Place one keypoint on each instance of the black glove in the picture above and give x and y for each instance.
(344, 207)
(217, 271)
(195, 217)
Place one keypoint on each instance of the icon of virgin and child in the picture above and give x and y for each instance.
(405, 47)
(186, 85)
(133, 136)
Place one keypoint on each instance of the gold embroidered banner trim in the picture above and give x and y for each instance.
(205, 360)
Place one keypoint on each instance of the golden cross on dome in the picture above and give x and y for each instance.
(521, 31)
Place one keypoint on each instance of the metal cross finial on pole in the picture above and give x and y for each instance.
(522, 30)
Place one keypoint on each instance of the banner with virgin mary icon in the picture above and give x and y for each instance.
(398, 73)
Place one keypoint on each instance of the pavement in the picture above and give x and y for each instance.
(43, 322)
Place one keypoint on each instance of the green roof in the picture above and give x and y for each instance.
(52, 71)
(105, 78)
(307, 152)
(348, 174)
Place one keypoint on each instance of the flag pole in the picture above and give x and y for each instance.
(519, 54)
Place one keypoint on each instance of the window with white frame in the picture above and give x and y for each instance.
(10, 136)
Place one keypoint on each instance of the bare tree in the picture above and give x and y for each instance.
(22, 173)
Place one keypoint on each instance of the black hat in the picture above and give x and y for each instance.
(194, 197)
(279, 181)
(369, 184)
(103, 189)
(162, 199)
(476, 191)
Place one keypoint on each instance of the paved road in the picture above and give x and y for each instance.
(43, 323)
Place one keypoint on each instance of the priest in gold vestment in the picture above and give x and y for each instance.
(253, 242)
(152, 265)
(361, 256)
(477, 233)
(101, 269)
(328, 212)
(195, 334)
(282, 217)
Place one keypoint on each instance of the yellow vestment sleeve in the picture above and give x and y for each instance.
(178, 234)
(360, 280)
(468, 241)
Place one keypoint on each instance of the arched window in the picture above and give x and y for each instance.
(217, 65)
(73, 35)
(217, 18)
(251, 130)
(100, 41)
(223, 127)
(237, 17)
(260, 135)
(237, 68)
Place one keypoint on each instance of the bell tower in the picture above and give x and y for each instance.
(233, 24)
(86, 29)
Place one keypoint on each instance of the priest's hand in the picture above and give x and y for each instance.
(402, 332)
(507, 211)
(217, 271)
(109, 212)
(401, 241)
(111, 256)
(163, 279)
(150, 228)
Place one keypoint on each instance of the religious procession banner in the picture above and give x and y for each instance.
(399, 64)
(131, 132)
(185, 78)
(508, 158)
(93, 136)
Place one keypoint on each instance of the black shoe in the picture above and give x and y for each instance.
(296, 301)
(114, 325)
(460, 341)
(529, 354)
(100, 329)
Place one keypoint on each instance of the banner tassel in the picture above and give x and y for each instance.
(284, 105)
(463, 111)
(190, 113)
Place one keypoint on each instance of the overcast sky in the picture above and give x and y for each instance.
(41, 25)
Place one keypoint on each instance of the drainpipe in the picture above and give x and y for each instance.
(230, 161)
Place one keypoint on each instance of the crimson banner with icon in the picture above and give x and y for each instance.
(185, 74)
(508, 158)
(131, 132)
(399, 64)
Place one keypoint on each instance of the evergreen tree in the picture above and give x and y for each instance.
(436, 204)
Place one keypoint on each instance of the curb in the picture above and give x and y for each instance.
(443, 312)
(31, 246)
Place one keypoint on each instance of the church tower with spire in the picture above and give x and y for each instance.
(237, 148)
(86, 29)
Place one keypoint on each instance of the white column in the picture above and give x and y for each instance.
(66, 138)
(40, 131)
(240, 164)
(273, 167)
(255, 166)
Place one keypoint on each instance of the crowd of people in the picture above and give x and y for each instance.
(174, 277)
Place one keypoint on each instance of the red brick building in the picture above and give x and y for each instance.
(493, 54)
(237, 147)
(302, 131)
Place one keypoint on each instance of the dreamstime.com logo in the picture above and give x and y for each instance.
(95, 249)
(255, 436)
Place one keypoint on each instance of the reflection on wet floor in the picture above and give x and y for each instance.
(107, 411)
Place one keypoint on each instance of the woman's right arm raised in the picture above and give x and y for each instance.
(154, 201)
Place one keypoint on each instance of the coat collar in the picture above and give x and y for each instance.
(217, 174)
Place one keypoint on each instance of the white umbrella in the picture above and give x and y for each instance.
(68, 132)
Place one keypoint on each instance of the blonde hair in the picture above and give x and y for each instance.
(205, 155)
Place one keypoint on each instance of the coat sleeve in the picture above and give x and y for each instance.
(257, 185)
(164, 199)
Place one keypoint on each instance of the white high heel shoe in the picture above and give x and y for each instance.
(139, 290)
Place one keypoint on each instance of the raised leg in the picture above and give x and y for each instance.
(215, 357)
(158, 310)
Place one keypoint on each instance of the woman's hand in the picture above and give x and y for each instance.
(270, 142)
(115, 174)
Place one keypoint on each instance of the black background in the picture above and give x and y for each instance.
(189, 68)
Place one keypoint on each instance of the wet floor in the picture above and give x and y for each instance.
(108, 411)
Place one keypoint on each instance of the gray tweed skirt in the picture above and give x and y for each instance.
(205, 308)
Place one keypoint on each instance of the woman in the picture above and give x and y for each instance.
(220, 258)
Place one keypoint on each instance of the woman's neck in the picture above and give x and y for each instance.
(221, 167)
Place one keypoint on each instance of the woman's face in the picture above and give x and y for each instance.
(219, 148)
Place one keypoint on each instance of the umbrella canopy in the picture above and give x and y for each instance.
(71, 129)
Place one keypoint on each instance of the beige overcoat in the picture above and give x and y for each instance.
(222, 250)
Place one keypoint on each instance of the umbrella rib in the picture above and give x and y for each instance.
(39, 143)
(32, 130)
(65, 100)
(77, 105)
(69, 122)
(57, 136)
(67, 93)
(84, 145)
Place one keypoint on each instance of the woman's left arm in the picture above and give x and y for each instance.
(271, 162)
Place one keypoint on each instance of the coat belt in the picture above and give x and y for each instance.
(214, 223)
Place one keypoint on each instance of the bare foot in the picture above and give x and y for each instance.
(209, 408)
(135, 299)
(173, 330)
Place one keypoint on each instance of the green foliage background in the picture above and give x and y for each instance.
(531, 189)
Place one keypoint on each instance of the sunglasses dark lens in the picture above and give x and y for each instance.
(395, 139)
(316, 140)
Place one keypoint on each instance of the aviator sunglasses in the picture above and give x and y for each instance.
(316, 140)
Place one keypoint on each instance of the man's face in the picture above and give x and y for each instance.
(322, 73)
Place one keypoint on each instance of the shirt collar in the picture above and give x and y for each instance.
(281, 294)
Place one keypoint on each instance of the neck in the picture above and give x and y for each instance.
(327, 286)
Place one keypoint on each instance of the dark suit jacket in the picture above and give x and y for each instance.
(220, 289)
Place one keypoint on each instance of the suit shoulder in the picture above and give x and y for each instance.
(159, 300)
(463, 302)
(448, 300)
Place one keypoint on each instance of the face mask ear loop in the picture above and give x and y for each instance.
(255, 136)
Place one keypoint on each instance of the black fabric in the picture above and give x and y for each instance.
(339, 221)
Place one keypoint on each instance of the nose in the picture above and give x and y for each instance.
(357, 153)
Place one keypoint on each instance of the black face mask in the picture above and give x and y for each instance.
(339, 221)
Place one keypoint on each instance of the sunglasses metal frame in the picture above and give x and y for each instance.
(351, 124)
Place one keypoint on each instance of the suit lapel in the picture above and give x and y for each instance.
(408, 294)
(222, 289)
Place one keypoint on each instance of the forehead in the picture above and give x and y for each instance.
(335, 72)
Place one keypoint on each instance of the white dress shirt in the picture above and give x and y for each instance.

§ §

◆ EXERCISE DETAILS:
Can you pull out the lines of the material verbatim, starting at the line that contains "Place one keypoint on each instance of the man's" and stopping after the final line of the material?

◆ ANSWER IN FULL:
Place one keypoint on each instance of the man's face in the picture above and give x and y for each instance.
(322, 73)
Place one keypoint on each instance of the shirt collar in the picture above and give x and y for each instance.
(281, 294)
Place one keypoint on each instance of the neck in the picture above and give x and y for each instance.
(327, 286)
Place one keypoint on each instance of the dark suit jacket in the picture above and give x and y for each instance.
(220, 289)
Place one keypoint on each instance of the suit shoulder in the picture above and give x and y for each instance.
(159, 300)
(463, 302)
(448, 300)
Place one keypoint on each instance of the face mask ear loop in the picture above and give x and y for each instance.
(255, 136)
Place one keypoint on each instance of the black fabric in the picture above and give x and y for each instance.
(339, 221)
Place one keypoint on each instance of the nose in the picture above and give x and y for each instance.
(357, 153)
Place one keypoint on each instance of the black face mask in the picture above and give x and y for each instance.
(339, 221)
Place one keypoint on each instance of the sunglasses metal frame in the picture above and give x and y for each instance.
(351, 124)
Place one keypoint on each instance of the suit lapel in the picture above and give x and y for each instance.
(408, 294)
(222, 289)
Place one keypoint on each instance of the forehead in the picture above and give x and y for each instance.
(335, 72)
Place one keypoint on each instance of the white dress shirt in the picture above and give x and y for each instance.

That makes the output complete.